# WHAT TO PRODUCE
Reproduce the data below verbatim, omitting the pictures.

(Location identification entries)
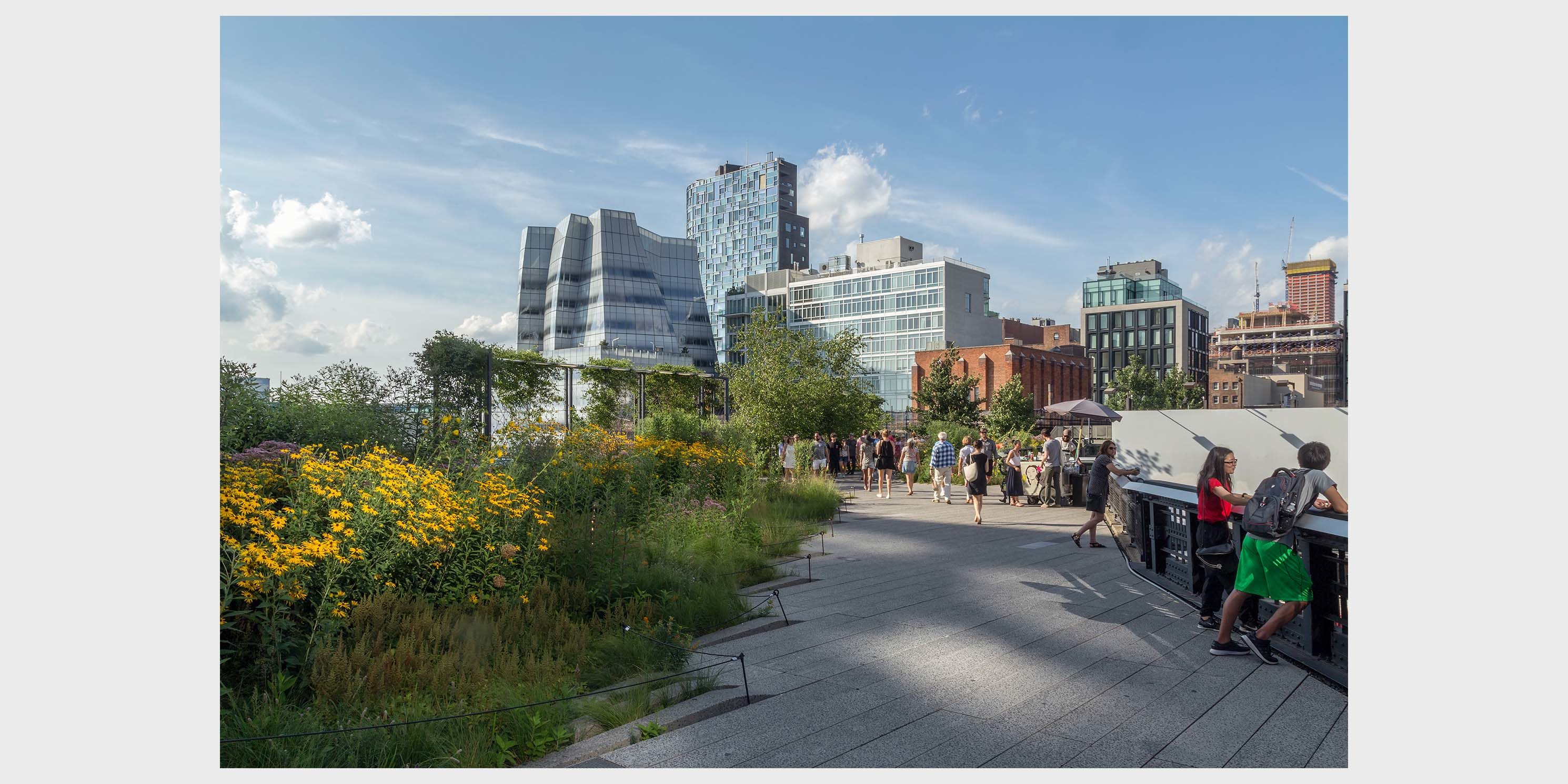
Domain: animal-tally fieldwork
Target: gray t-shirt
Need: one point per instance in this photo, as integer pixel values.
(1313, 485)
(1100, 477)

# COMPLETED EXERCISE
Domain: animal-tally fieldwork
Target: gray t-shirt
Need: one point per instance in this photo, as integer pixel values.
(1313, 485)
(1100, 477)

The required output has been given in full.